§ **Written request**
Copy out every line below that contains the word "light". Case counts.
— start —
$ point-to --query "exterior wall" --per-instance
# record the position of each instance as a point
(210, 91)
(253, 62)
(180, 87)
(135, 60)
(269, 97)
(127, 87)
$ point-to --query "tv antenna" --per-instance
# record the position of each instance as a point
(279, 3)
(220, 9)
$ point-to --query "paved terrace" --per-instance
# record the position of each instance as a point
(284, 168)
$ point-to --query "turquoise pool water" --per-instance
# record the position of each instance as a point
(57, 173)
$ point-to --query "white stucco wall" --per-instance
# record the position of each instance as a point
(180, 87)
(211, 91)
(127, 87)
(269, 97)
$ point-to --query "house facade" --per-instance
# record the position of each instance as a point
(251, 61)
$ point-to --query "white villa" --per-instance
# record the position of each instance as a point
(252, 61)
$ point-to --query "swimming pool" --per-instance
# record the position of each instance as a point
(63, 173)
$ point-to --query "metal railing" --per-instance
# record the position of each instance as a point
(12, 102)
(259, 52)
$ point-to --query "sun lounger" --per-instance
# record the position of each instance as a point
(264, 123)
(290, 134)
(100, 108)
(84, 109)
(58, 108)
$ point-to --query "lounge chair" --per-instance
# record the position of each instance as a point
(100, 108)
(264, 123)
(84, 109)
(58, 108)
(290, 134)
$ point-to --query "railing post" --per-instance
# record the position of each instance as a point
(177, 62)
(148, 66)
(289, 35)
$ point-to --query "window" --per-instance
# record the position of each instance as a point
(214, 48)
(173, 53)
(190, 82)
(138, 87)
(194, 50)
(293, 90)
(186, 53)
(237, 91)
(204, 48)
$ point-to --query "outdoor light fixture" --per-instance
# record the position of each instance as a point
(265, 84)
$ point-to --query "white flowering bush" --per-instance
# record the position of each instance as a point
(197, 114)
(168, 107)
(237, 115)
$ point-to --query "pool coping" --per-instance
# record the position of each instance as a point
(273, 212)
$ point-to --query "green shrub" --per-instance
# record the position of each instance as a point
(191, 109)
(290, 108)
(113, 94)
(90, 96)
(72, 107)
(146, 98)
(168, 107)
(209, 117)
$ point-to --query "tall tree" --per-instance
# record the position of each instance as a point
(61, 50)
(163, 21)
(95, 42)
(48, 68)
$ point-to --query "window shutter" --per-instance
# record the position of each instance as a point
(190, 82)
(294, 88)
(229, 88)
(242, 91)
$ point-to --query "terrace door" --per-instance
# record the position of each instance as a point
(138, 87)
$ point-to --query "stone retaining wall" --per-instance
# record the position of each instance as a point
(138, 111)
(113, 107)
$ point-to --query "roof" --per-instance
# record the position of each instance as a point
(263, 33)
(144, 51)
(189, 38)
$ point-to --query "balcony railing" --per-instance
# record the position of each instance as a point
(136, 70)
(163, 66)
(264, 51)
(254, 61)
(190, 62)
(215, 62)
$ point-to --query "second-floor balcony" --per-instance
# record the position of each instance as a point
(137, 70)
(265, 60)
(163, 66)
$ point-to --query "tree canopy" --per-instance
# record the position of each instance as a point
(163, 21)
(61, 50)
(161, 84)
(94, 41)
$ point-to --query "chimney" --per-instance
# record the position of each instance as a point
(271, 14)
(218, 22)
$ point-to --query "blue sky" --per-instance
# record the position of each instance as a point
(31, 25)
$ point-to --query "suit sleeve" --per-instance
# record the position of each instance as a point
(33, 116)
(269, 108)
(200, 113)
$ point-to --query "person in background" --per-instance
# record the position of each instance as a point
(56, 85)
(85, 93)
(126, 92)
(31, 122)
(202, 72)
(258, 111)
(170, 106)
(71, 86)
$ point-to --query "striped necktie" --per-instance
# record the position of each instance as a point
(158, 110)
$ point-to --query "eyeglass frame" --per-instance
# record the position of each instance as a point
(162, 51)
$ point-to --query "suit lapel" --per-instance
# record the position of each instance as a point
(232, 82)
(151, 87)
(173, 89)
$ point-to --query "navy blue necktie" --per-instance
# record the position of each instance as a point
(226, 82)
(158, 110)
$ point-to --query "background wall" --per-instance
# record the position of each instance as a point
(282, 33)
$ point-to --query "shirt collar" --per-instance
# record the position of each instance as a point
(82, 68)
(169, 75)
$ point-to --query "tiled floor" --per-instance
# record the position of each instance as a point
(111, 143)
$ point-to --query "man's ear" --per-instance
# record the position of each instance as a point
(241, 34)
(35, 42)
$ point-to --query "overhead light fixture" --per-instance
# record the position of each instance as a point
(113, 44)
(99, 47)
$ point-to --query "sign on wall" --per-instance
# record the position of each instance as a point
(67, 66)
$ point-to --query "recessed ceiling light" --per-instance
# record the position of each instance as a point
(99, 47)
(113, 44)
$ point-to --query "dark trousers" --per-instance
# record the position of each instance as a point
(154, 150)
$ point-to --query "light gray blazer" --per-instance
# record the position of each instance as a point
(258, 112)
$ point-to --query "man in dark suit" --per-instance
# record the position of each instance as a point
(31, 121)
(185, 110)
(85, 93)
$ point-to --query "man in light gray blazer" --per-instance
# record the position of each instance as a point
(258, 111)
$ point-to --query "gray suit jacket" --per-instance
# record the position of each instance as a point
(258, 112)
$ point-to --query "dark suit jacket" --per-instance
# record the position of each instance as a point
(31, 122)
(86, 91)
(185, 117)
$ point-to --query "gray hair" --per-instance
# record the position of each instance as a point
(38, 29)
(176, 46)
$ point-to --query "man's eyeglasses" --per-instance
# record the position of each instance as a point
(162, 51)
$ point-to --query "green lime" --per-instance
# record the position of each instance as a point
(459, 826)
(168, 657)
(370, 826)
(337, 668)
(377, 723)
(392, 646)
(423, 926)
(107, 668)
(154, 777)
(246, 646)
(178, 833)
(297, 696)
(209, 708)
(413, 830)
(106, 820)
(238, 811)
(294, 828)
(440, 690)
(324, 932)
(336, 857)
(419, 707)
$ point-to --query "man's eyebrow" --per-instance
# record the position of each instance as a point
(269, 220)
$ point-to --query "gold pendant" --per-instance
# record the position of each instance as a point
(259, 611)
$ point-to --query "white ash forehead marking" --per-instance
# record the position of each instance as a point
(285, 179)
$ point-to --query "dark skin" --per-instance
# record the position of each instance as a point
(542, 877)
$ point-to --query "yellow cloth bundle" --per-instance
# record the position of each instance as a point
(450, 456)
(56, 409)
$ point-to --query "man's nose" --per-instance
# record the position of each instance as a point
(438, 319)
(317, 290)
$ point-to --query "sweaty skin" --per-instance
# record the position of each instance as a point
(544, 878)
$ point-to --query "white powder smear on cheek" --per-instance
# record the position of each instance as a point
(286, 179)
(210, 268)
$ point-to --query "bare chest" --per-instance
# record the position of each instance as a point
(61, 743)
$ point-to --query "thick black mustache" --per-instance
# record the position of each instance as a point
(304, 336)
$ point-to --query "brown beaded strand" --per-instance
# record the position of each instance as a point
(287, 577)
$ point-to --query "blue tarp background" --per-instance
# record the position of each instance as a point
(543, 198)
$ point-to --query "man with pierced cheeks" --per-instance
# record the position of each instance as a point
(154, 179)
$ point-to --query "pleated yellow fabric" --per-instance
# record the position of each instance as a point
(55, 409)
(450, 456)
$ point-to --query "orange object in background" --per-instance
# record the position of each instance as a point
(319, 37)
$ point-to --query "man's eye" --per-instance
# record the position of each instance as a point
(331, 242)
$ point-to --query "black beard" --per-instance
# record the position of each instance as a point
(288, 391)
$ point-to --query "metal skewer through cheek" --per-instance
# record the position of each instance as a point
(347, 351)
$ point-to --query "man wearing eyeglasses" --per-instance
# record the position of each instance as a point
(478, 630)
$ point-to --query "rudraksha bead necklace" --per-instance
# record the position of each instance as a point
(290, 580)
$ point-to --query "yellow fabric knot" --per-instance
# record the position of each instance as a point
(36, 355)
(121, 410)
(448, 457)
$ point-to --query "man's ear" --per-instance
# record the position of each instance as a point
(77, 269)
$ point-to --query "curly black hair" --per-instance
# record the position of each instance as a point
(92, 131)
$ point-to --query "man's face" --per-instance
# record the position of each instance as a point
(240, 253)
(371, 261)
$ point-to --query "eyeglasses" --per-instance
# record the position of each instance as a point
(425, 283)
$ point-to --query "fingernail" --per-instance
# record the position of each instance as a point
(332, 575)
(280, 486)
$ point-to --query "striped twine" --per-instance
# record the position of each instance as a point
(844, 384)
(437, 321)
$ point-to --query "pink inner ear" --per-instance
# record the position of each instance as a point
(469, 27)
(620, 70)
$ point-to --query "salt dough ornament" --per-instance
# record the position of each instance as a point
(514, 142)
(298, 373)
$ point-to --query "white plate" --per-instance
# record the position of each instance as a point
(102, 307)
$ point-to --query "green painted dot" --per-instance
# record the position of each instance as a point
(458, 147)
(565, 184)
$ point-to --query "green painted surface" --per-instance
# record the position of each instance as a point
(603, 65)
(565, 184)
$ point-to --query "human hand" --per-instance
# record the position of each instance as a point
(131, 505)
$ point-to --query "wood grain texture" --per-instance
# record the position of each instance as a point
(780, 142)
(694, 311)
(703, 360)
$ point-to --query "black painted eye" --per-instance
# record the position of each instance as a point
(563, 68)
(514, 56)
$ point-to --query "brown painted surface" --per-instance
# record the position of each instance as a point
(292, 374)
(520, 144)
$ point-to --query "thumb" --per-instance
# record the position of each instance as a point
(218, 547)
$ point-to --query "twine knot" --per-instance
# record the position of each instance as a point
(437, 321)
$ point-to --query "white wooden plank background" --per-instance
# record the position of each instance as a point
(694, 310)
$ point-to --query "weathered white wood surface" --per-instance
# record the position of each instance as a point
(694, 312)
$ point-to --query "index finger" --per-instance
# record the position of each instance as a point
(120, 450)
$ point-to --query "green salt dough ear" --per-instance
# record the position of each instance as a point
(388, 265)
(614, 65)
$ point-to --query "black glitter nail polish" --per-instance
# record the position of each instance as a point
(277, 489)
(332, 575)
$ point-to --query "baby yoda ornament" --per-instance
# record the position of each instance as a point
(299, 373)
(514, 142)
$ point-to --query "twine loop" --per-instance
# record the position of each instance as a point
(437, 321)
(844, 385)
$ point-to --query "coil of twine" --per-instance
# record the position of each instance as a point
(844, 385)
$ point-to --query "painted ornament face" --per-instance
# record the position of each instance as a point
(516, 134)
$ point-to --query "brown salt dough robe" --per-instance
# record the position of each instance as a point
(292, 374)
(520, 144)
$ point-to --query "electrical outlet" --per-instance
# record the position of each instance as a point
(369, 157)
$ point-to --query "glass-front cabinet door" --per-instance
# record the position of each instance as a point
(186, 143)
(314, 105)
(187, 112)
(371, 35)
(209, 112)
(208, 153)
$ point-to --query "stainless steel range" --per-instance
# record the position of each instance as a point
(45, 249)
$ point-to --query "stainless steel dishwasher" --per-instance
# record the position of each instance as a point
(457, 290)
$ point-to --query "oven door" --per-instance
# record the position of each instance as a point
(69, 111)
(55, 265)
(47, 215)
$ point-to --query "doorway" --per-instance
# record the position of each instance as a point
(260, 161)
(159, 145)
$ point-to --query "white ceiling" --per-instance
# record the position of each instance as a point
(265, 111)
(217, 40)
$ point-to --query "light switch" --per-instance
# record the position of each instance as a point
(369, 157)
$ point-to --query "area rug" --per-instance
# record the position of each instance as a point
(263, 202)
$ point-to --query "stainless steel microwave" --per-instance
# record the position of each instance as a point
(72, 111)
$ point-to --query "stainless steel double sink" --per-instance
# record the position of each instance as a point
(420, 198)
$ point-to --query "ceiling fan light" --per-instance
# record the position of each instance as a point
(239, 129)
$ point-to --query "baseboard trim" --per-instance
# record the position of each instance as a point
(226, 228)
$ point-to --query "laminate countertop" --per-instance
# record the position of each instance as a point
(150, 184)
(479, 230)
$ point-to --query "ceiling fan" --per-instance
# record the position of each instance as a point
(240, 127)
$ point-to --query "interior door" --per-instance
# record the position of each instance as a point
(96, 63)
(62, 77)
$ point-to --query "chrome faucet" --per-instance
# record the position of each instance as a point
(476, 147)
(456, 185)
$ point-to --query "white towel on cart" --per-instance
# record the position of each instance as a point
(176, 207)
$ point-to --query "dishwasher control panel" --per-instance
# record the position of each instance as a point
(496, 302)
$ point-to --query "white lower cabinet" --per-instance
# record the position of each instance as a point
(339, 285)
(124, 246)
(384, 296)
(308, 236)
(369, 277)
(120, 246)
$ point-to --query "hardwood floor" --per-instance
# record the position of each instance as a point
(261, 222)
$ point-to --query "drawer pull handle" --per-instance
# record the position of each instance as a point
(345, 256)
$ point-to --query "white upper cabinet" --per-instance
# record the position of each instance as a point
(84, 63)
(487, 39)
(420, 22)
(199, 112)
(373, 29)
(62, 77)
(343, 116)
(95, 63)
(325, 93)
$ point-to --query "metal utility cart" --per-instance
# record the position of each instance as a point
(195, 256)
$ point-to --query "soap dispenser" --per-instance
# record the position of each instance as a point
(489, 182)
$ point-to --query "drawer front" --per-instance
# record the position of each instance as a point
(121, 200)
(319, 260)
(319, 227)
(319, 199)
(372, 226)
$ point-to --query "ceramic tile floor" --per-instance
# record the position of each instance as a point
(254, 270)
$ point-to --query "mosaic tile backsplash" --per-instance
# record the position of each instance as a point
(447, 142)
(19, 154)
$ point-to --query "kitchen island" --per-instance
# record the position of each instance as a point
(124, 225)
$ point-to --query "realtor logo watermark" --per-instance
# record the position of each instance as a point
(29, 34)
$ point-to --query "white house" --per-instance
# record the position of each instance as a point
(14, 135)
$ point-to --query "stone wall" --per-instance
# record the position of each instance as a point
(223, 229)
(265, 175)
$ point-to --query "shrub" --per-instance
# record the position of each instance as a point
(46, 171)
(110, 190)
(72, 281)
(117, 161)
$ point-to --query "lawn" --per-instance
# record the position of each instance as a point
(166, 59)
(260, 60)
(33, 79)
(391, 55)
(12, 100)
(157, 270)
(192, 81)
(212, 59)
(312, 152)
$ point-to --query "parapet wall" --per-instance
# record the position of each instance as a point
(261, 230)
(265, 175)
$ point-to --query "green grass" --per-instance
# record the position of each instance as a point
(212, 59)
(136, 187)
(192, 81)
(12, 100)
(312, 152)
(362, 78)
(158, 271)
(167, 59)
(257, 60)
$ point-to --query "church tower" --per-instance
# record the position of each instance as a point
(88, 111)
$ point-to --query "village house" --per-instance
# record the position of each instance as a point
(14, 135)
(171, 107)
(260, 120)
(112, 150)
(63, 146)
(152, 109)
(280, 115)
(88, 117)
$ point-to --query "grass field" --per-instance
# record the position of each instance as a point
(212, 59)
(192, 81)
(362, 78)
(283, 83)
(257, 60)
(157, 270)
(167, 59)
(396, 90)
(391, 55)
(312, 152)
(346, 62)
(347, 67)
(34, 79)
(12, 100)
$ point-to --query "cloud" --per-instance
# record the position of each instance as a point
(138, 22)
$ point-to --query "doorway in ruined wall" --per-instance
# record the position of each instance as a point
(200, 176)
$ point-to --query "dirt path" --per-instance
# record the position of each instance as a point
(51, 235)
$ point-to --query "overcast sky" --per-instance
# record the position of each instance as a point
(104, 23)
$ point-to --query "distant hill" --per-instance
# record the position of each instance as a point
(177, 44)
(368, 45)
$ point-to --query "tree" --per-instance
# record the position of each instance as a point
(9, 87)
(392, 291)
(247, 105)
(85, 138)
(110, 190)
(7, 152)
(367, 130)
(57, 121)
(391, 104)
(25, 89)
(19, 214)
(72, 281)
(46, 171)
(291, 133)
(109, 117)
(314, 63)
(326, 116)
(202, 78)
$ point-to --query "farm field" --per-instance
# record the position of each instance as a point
— end —
§ **Reply to the exercise**
$ point-to --query "outdoor light fixture" --per-instance
$ point-to --query "overhead light fixture" --per-instance
$ point-to --query "recessed ceiling light" --per-instance
$ point-to --query "light gray blazer" --per-instance
$ point-to --query "man in light gray blazer" --per-instance
$ point-to --query "light switch" --per-instance
$ point-to --query "ceiling fan light" --per-instance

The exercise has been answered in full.